Data listing
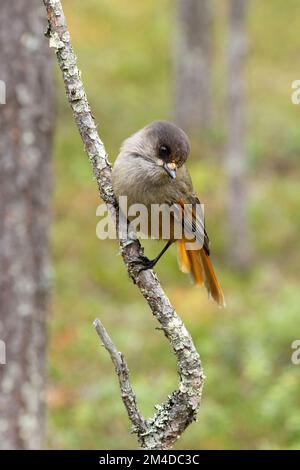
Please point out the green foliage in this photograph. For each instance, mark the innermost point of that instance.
(251, 397)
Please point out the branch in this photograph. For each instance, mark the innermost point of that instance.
(180, 409)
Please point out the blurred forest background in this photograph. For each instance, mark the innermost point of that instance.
(129, 54)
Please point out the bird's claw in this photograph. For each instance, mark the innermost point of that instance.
(143, 263)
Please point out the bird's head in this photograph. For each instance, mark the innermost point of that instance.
(162, 146)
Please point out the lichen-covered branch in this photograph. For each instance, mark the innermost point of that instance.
(180, 409)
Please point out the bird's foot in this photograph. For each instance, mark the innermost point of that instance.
(143, 263)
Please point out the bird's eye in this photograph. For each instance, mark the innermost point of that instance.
(164, 151)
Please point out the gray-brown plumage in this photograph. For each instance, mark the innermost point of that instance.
(150, 169)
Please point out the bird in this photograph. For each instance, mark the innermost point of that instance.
(150, 170)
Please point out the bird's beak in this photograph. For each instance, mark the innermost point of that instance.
(170, 168)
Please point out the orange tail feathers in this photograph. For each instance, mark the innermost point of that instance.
(199, 265)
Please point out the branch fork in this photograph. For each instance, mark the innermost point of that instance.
(180, 409)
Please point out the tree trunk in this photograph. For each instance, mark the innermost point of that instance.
(236, 158)
(193, 65)
(25, 148)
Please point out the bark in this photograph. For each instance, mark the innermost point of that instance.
(180, 409)
(25, 147)
(193, 41)
(236, 155)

▶ [PROBLEM TO WORK ON]: Transcribe the entries above verbatim, omitting their pictures.

▶ [CORRECT OUTPUT]:
Please point out the green foliage in this photograph. For each instance, mark the innermost point of that instance.
(251, 397)
Please point out the branch in this photograph. For each instance, mark the innermost point of that instance.
(180, 409)
Please point out the blurred forest background in this photograph. For each instance, mark the innermost point of that instance.
(129, 54)
Please point out the bird's claw in this photograph. For each instance, mark the innermost point of that instance.
(143, 263)
Please point out the bird's head in this photograph. For each instance, mark the innermost point of that instance.
(162, 146)
Please point out the lichen-covered branch in this photograph. For each instance, mark the innermost point of that instance.
(180, 409)
Please point out the bird's foot in this photograph. For each instance, mark the innermost point of that instance.
(143, 263)
Please point out the bird's eye in this photograph. For each instance, mark the innermost point of that instance.
(164, 151)
Please point out the gray-brown plumage in this photograph. For each instance, mark the innermost point of that instance.
(150, 169)
Please point out the bird in this photograph. For each instance, mark the innermost point of that instance.
(150, 170)
Please point out the bird's beak in this photograph. For each instance, mark the innermost point of that instance.
(170, 168)
Please point out the orange tail feathers in this photograph. For each instance, mark the innermost point of that instance.
(199, 265)
Please point out the branch fork in this photograph. For each instance, mark the innermost point of that instance.
(180, 409)
Please point out the tree trunk in this photograph. For each instance, mark the innermost point of that instance.
(236, 158)
(193, 65)
(25, 148)
Please point out the bark in this photograph. For each instance, mark the innermost point of that instance.
(180, 409)
(25, 147)
(193, 41)
(236, 155)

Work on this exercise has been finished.